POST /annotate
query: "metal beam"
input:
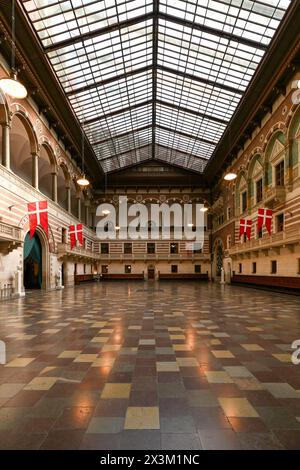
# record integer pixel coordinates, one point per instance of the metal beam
(213, 31)
(118, 111)
(117, 136)
(125, 151)
(181, 152)
(107, 81)
(190, 111)
(98, 32)
(154, 71)
(199, 80)
(184, 134)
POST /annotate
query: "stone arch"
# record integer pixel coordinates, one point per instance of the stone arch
(218, 256)
(23, 144)
(47, 166)
(293, 135)
(274, 147)
(241, 183)
(75, 191)
(23, 116)
(50, 154)
(45, 257)
(4, 109)
(63, 182)
(255, 173)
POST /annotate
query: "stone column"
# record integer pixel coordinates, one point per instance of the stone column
(5, 146)
(79, 208)
(68, 191)
(93, 214)
(35, 170)
(54, 187)
(86, 215)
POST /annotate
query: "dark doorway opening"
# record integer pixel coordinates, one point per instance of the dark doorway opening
(32, 262)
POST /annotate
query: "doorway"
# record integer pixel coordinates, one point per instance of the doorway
(33, 272)
(151, 273)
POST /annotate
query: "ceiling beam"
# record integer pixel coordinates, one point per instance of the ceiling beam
(190, 111)
(116, 112)
(205, 81)
(284, 48)
(154, 70)
(204, 160)
(98, 32)
(107, 81)
(125, 151)
(184, 134)
(213, 31)
(117, 136)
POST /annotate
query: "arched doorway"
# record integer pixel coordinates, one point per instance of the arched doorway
(218, 256)
(151, 272)
(33, 264)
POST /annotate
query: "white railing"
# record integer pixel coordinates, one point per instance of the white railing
(10, 232)
(289, 236)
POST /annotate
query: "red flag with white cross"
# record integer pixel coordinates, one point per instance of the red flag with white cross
(265, 217)
(38, 216)
(245, 227)
(76, 234)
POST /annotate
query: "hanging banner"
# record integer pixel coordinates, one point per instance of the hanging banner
(265, 217)
(76, 234)
(245, 227)
(38, 216)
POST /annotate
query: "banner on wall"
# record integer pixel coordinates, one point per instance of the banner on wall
(265, 217)
(38, 216)
(76, 234)
(245, 228)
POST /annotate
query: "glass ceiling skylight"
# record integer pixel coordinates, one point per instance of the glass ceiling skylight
(155, 79)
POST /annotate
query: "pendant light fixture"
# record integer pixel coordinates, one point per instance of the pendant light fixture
(12, 86)
(82, 180)
(230, 176)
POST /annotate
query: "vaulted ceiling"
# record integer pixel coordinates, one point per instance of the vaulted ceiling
(154, 79)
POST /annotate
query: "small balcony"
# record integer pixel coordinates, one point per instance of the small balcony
(275, 196)
(288, 238)
(64, 251)
(10, 238)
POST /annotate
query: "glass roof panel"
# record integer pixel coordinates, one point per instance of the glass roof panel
(138, 85)
(56, 21)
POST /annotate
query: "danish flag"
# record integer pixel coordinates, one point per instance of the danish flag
(38, 215)
(245, 227)
(75, 232)
(265, 217)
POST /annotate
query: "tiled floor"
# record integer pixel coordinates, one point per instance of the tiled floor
(147, 366)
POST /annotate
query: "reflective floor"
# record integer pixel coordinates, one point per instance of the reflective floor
(150, 366)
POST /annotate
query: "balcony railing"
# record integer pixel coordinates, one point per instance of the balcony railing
(275, 195)
(10, 237)
(64, 249)
(289, 236)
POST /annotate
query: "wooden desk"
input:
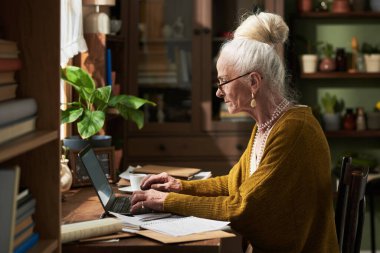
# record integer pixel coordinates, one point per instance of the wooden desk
(82, 204)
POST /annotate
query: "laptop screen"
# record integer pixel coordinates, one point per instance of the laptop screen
(95, 171)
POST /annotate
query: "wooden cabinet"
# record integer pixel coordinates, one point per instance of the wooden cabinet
(357, 89)
(35, 25)
(167, 54)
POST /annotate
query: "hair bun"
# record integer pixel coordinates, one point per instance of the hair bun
(265, 27)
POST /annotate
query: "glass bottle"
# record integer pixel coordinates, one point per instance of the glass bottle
(349, 120)
(340, 60)
(360, 119)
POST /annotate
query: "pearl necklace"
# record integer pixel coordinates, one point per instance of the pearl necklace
(277, 112)
(267, 126)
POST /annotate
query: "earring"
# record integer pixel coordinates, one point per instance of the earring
(253, 101)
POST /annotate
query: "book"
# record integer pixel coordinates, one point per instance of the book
(88, 229)
(22, 193)
(9, 181)
(10, 55)
(7, 65)
(7, 91)
(8, 46)
(27, 244)
(181, 172)
(28, 221)
(17, 129)
(7, 77)
(27, 207)
(23, 235)
(17, 109)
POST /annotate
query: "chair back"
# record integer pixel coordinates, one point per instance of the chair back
(350, 206)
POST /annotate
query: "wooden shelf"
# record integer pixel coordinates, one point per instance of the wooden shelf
(353, 134)
(339, 75)
(26, 143)
(44, 246)
(330, 15)
(115, 38)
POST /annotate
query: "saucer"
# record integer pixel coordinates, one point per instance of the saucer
(126, 189)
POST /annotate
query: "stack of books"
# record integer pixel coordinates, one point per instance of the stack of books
(9, 64)
(24, 235)
(17, 116)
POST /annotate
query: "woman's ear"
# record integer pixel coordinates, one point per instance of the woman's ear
(256, 81)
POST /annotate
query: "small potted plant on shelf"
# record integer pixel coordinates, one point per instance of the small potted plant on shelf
(326, 51)
(89, 112)
(373, 118)
(371, 57)
(332, 110)
(309, 57)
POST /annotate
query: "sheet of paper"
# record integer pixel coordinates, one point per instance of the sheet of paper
(136, 221)
(184, 226)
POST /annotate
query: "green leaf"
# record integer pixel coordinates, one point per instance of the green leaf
(70, 115)
(129, 101)
(91, 123)
(102, 96)
(136, 116)
(80, 80)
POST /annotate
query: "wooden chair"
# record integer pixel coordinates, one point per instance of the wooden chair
(350, 206)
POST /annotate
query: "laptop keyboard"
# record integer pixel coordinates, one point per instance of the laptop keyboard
(121, 205)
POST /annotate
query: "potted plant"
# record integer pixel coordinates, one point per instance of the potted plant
(373, 117)
(332, 110)
(326, 51)
(371, 57)
(89, 112)
(309, 57)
═══
**Description of the task**: Print the complete listing exactly as it stands, without its pictures.

**Finished task**:
POST /annotate
query: "metal beam"
input:
# record integer pixel coordinates, one point per instance of the metal beam
(213, 31)
(118, 111)
(117, 136)
(125, 151)
(181, 152)
(107, 81)
(190, 111)
(98, 32)
(154, 71)
(199, 80)
(184, 134)
POST /annotate
query: "stone arch"
# record integer pixel coordinates, one point per instance of the stone arch
(218, 256)
(23, 144)
(47, 166)
(293, 135)
(274, 147)
(241, 183)
(75, 191)
(23, 116)
(50, 154)
(45, 257)
(4, 109)
(63, 182)
(255, 173)
POST /annotate
query: "stone column"
# record integer pixel coordinates, one point per instance of the stone column
(5, 146)
(79, 208)
(68, 191)
(93, 214)
(35, 170)
(54, 187)
(86, 215)
POST /annotate
query: "dark doorway opening"
# record integer pixel coordinates, one point per instance of the dark doorway opening
(32, 262)
POST /annotate
query: "doorway"
# record integer pixel coordinates, one point per instance of the doorway
(33, 272)
(151, 273)
POST /annotate
query: "ceiling beam"
# record integer pixel coordinates, one point per instance of the ceiling beam
(190, 111)
(116, 112)
(205, 81)
(284, 48)
(154, 70)
(204, 160)
(98, 32)
(107, 81)
(125, 151)
(184, 134)
(213, 31)
(117, 136)
POST /annotate
query: "arched doorway"
# record integer pixel coordinates, one point per instance of the arched doorway
(218, 256)
(151, 272)
(33, 264)
POST /annotate
query: "white railing"
# record integer pixel coordinates, one point per instance of the white railing
(10, 232)
(289, 236)
POST /annotate
query: "red flag with white cross"
# record integer pixel coordinates, one point per instance of the red flag with white cross
(265, 217)
(38, 216)
(245, 227)
(76, 234)
POST /annotate
query: "hanging banner"
# record integer pixel coordinates, one point per instance of the hanging banner
(265, 217)
(76, 234)
(245, 227)
(38, 216)
POST /annotate
query: "banner on wall"
# record integer pixel coordinates, one point per instance of the banner on wall
(265, 217)
(38, 216)
(76, 234)
(245, 228)
POST /annotate
query: "glass ceiling skylight"
# record integer pixel coordinates, one point per instance of the glass ceiling skylight
(155, 79)
POST /annotate
query: "pendant light fixture"
# record integer pixel coordinates, one point per instance of the pendant light fixture
(12, 86)
(82, 180)
(230, 176)
POST /annotate
query: "vaulted ceiling"
# record integer pixel coordinates, one point per instance of the vaulted ceiling
(154, 79)
POST /annotate
query: "small balcony"
# record integer pixel coordinates, one point per instance of the small balcony
(275, 196)
(288, 238)
(64, 251)
(10, 238)
POST /annotate
query: "glass roof panel"
# record integer pixel coordinates, one point per instance of the glass roof panel
(138, 85)
(56, 21)
POST /annotate
query: "danish flag"
# record integer pixel coordinates, one point per instance of the danish flag
(38, 215)
(245, 227)
(75, 232)
(265, 217)
POST /annotate
query: "tiled floor"
# record integer pixel coordinates, one point per instance of the tiled floor
(147, 366)
POST /annotate
query: "reflective floor"
# record integer pixel coordinates, one point per instance of the reflective floor
(150, 366)
POST /annotate
query: "balcony railing"
# record integer pixel coordinates, one point per instance of the balcony railing
(275, 195)
(10, 237)
(64, 249)
(289, 236)
POST /annotate
query: "wooden desk"
input:
# record integer pixel coordinates, one point per instance of the wooden desk
(82, 204)
POST /annotate
query: "laptop screen"
# record integer pixel coordinates, one point per instance of the laptop screen
(95, 171)
POST /annotate
query: "wooden cabinet"
# record integer pixel coordinates, one point per instance of the wooden cabinet
(357, 89)
(35, 25)
(167, 54)
POST /annotate
query: "hair bun"
# record integer pixel coordinates, one point per instance of the hair bun
(265, 27)
POST /annotate
query: "glass bottle"
# record integer pixel coordinates, one point per instance of the glass bottle
(349, 120)
(340, 60)
(360, 119)
POST /annotate
query: "pearl necklace"
# record integer pixel coordinates, one point per instance of the pearl necklace
(277, 112)
(267, 126)
POST /annotate
query: "earring"
# record integer pixel coordinates, one point per instance of the earring
(253, 101)
POST /annotate
query: "book"
# record integer pixel coordinates, one point per instance of the book
(88, 229)
(22, 193)
(9, 181)
(10, 55)
(7, 65)
(7, 91)
(8, 46)
(27, 244)
(181, 172)
(28, 221)
(17, 129)
(7, 77)
(27, 207)
(23, 235)
(17, 109)
POST /annotate
query: "chair back"
# record integer pixel coordinates, one point per instance of the chair back
(350, 206)
POST /annotate
query: "wooden shelf"
# record integer pixel coordinates, one point per instance of the wooden shelf
(353, 134)
(339, 75)
(26, 143)
(44, 246)
(330, 15)
(115, 38)
POST /annotate
query: "saucer"
# record integer pixel coordinates, one point per instance of the saucer
(126, 189)
POST /annotate
query: "stack of books"
# record integer pixel coordinates, one point per instance of the stack of books
(9, 64)
(24, 235)
(17, 116)
POST /annotate
query: "woman's ear"
# record integer pixel coordinates, one point per instance of the woman's ear
(256, 81)
POST /annotate
query: "small potted plant on shelf"
# record integer pixel coordinates, one point per instance of the small potted plant on shelf
(326, 51)
(89, 112)
(373, 118)
(371, 57)
(332, 110)
(309, 57)
POST /annotate
query: "sheet of paper"
# record integer pixel coordinates, one point per instance of the sheet of paper
(136, 221)
(184, 226)
POST /annotate
query: "green leaf"
# record integer pixel coordinates, one point per instance of the green leaf
(70, 115)
(129, 101)
(91, 123)
(102, 96)
(136, 116)
(80, 80)
POST /annotate
query: "wooden chair"
# record integer pixel coordinates, one point per instance of the wooden chair
(350, 206)
POST /annotate
query: "laptop keyboard"
# record integer pixel coordinates, one point per instance of the laptop keyboard
(121, 205)
POST /annotate
query: "potted plant"
# record integer pixel coordinates, one point per instance of the potted plant
(373, 117)
(332, 110)
(326, 51)
(371, 57)
(89, 112)
(309, 57)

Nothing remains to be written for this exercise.